▶ _GOAL_
Could you copy the material word for word, starting at the line that contains "find red painted" and continuing through the end, with that first line included?

[Location identification items]
────

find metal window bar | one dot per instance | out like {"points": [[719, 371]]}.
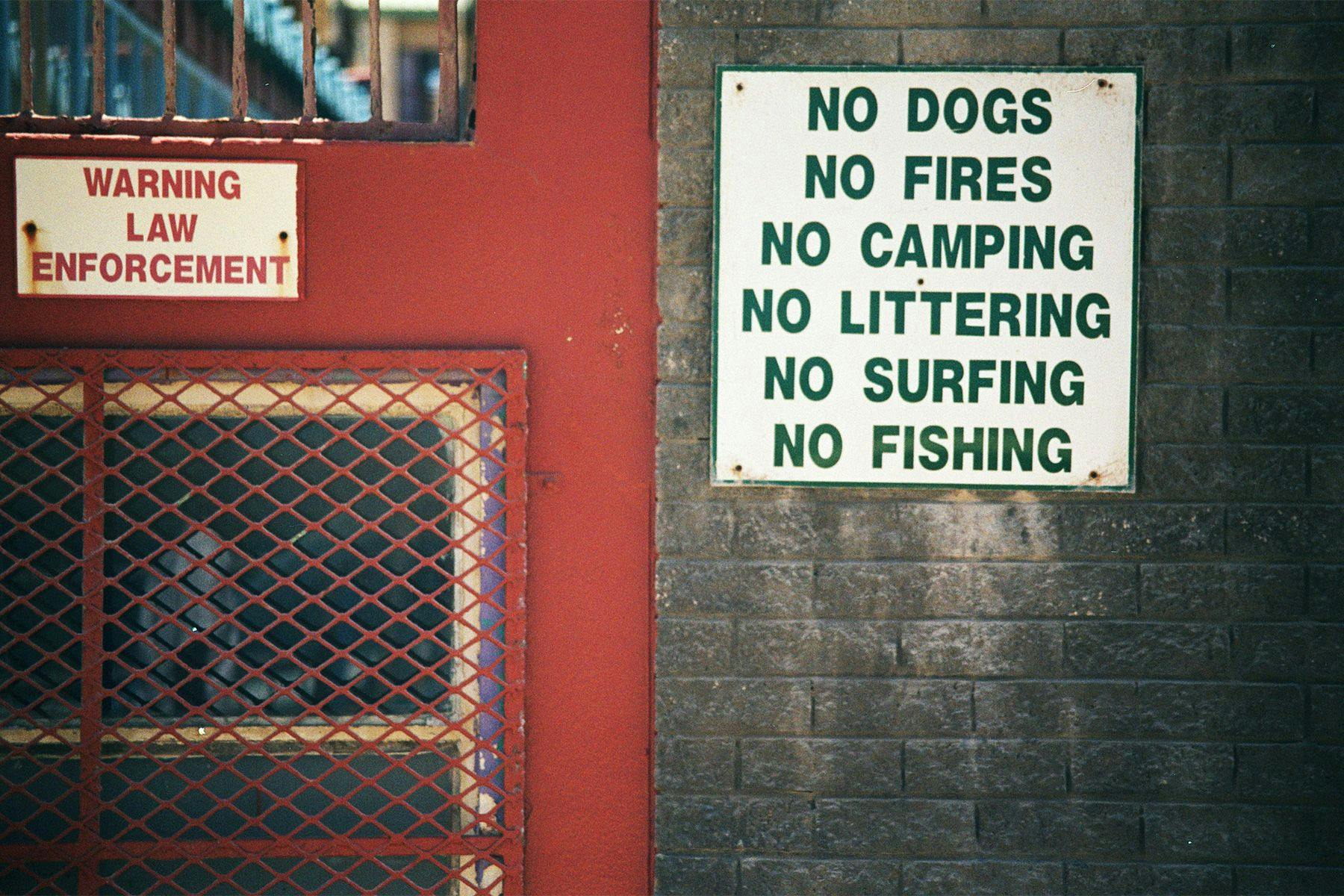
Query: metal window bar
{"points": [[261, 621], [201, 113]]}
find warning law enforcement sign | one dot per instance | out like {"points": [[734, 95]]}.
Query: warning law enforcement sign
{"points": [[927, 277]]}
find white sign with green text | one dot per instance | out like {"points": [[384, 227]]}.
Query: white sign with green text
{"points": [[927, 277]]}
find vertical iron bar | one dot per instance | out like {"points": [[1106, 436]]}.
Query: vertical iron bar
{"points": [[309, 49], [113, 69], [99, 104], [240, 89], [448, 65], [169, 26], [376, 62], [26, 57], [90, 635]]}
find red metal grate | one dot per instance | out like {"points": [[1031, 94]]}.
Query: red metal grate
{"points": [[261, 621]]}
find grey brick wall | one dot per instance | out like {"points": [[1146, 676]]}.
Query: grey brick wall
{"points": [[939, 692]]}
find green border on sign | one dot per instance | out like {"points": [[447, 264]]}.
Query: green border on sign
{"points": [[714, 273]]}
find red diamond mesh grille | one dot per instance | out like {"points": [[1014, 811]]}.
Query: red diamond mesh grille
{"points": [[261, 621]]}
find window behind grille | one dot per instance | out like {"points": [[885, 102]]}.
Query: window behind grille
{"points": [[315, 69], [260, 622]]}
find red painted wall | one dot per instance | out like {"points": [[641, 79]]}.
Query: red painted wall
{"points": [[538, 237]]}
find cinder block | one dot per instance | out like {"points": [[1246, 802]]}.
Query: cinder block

────

▶ _SOLUTION FOR THIS PROBLEM_
find red painted wall | one dot per instance | out like {"points": [[641, 79]]}.
Query: red painted wall
{"points": [[538, 237]]}
find cinder block | one dot per instance | out like {"points": [[1246, 802]]}.
Query: cinder block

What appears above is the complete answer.